* Task instructions
Continue the piece on the CBO analysis of the Senate Republican health-care bill from the point where it stops.

* Text shown
The biggest takeaway from the Congressional Budget Office's analysis of Senate Republicans' health-care bill is this: Twenty-two million more Americans would be uninsured by 2026 compared with Obamacare.
Let's put in perspective just how massive that figure is. Twenty-two million people is equal to the total population of 16 states.
It's also equal to the population of the seven largest U.S. cities: New York, Los Angeles, Chicago, Houston, Phoenix, Philadelphia and San Antonio. The uninsured rate is projected to nearly double over a decade, from 10 to 18 percent, according to the CBO.
That not only would reverse all the coverage gains made under the Affordable Care Act, but it also would leave more people uninsured than at the height of the Great Recession.
The CBO says the biggest driver of that change is the rollback of the Medicaid expansion. That, along with other cuts to Medicaid, would save the government nearly $800 billion over the next decade. But it would also leave 15 million more people uninsured who would have been enrolled in Medicaid otherwise.

* Record set
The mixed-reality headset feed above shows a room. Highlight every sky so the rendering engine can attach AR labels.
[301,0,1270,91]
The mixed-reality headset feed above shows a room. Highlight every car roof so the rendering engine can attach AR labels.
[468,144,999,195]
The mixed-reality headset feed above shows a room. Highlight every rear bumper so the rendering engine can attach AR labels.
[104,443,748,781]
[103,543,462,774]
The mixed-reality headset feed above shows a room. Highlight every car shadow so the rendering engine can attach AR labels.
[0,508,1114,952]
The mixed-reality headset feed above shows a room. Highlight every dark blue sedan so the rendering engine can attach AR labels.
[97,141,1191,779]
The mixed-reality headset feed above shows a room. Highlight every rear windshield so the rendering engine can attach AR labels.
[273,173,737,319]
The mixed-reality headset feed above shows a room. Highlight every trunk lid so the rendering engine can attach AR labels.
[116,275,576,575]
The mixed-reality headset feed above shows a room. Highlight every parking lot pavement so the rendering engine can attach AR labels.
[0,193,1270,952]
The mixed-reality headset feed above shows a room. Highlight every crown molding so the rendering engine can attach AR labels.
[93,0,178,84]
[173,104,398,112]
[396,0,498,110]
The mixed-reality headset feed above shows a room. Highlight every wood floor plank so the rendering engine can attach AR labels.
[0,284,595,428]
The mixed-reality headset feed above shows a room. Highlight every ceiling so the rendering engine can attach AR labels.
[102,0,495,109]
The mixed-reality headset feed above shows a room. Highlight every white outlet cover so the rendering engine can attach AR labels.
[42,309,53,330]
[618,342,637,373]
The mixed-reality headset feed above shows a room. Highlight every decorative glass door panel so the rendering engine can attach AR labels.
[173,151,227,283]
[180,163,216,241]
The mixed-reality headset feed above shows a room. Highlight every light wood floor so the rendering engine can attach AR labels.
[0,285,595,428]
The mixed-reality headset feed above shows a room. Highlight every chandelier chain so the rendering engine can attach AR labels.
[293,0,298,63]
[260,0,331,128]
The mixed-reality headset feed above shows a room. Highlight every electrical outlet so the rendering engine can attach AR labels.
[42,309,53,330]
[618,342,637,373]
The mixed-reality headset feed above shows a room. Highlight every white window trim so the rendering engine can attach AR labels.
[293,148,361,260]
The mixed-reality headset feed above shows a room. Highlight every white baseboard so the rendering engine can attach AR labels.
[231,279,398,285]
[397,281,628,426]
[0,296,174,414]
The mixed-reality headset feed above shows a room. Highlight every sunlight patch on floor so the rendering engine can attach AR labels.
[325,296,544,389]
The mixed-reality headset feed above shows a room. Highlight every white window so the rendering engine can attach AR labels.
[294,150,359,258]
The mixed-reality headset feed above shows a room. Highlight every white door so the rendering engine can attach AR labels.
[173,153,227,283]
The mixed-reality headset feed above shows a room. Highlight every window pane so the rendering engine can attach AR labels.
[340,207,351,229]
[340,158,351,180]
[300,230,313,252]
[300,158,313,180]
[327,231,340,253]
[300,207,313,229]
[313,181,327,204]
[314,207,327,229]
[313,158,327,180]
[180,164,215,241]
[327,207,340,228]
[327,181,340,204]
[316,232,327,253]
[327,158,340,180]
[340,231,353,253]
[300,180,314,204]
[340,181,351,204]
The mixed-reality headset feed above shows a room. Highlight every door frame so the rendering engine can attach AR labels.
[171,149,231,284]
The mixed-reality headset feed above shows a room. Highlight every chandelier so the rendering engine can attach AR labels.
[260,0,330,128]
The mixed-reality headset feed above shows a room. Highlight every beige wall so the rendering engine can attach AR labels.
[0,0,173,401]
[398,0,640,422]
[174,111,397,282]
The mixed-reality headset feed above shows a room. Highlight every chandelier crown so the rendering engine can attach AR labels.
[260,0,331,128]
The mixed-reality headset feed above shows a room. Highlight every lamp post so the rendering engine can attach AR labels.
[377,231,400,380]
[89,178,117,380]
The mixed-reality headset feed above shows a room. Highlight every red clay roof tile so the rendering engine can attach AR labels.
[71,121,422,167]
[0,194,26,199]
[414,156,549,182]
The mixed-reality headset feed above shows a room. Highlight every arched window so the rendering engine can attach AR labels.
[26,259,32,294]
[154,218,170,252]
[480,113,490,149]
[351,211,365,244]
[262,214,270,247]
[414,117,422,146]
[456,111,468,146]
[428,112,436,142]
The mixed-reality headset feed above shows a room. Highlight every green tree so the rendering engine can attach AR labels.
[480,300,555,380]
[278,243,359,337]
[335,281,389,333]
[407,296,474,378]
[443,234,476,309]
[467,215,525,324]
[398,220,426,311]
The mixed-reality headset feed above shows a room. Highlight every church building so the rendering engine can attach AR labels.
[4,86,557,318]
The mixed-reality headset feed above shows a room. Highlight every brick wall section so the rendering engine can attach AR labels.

* Expected answer
The rest of the coverage loss — 7 million people — would come from changes made to the Obamacare marketplaces that are expected to make costs spike, especially for lower- and moderate-income people and older enrollees. For a 64-year-old making $26,500 per year, for instance, premiums would nearly quadruple.
But even for people who can still afford coverage, there's bad news: Their insurance would become less comprehensive. And in 2020, when the federal government cuts off cost-sharing subsidies for low-income people, the value of their health insurance plans will fall even further.
At this point, it’s unclear whether the Senate GOP’s bill will pass. Republicans will need almost all of their members to support it, but several senators have already expressed concern or outright opposition. A vote was expected Thursday, but was then pushed back until after the Senate's July 4th recess.